**Exercise goal:**
Shift every bounding box coordinate up by 19 in the stretch from the line containing "Highlight the wooden temple" through the end of the records. Write out all of those lines again, keeping the text lines along with the changed coordinates.

>> Start Supplied data

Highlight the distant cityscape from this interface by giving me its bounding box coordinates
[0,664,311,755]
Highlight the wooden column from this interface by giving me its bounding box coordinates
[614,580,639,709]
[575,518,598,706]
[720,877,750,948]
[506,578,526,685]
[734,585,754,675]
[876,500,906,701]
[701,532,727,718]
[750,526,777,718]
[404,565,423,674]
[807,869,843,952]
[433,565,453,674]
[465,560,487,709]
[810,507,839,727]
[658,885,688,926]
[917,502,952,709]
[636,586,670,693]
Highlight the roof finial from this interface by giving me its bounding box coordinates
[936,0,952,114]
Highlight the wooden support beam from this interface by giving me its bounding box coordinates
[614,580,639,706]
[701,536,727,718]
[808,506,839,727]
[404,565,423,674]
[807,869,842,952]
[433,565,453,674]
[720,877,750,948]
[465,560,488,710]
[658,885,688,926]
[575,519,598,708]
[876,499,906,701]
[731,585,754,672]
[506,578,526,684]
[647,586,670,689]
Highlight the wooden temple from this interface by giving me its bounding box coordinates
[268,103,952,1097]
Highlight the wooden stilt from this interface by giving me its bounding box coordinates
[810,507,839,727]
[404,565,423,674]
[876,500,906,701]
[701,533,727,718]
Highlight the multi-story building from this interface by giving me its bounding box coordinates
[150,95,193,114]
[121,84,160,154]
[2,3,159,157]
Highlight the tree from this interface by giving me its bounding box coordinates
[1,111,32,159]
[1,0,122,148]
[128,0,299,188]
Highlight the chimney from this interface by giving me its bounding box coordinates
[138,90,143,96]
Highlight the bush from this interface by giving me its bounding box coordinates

>> End Supplied data

**Problem solution:**
Highlight the wooden temple from this interface by giving me its bounding box coordinates
[287,122,971,1116]
Highlight the wooden stilt from this interface by giving me its bounding box coordinates
[829,526,858,746]
[423,584,442,693]
[895,519,925,720]
[720,552,746,737]
Highlight the multi-story building from this interface by giving me its bounding box coordinates
[169,114,212,133]
[140,103,179,173]
[21,22,178,176]
Highlight the tree from this interface by giving me its bounding box coordinates
[20,130,51,178]
[20,19,141,167]
[147,19,318,207]
Highlight the chimney from this interface by giving me its bounding box coordinates
[157,109,162,115]
Highlight the bush from this interface by giving me its bounding box coordinates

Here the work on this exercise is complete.